Copy the following data line for line, leaving out the pictures.

▸ LISTED ENTRIES:
————

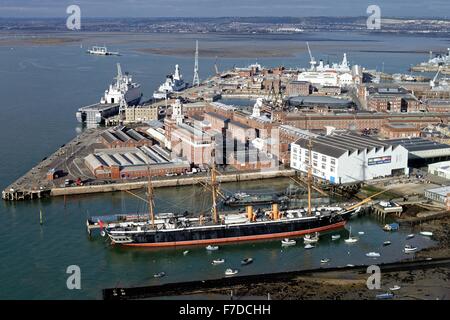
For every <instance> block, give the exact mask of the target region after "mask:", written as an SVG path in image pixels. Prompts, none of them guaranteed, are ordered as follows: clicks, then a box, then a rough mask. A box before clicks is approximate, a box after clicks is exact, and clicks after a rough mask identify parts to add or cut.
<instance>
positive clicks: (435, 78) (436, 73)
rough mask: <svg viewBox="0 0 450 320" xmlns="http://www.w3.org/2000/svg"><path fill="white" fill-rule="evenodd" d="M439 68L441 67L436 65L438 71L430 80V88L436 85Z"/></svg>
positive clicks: (433, 86) (435, 85)
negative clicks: (438, 66)
mask: <svg viewBox="0 0 450 320" xmlns="http://www.w3.org/2000/svg"><path fill="white" fill-rule="evenodd" d="M441 69H442V67H441V66H439V67H438V72H437V73H436V75H435V76H434V78H433V80H430V87H431V88H434V87H435V86H436V80H437V77H438V76H439V73H440V72H441Z"/></svg>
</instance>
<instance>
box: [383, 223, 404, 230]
mask: <svg viewBox="0 0 450 320" xmlns="http://www.w3.org/2000/svg"><path fill="white" fill-rule="evenodd" d="M399 227H400V225H399V224H398V223H390V224H385V225H384V227H383V230H384V231H397V230H398V229H399Z"/></svg>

————

▸ ANSWER SPACE:
For every <instance> block, give the exact mask of the target region after "mask:", written as an SVG path in image pixels. Prompts, none of them guaranteed, are ordered as follows: clicks, then a box, then a rough mask. A box before clicks is approximate, a box after clicks is exact, and clicks after a rough mask identify parts to add or cut.
<instance>
positive clicks: (435, 78) (436, 73)
rough mask: <svg viewBox="0 0 450 320" xmlns="http://www.w3.org/2000/svg"><path fill="white" fill-rule="evenodd" d="M439 68L441 67L436 65L438 71L430 80V88L436 85Z"/></svg>
positive clicks: (433, 86) (435, 85)
negative clicks: (438, 66)
mask: <svg viewBox="0 0 450 320" xmlns="http://www.w3.org/2000/svg"><path fill="white" fill-rule="evenodd" d="M441 69H442V67H441V66H439V67H438V72H437V73H436V75H435V76H434V78H433V80H430V87H431V88H434V87H435V86H436V80H437V77H438V76H439V73H440V72H441Z"/></svg>
</instance>
<instance>
box: [383, 223, 404, 230]
mask: <svg viewBox="0 0 450 320" xmlns="http://www.w3.org/2000/svg"><path fill="white" fill-rule="evenodd" d="M399 227H400V225H399V224H398V223H390V224H385V225H384V227H383V230H384V231H397V230H398V229H399Z"/></svg>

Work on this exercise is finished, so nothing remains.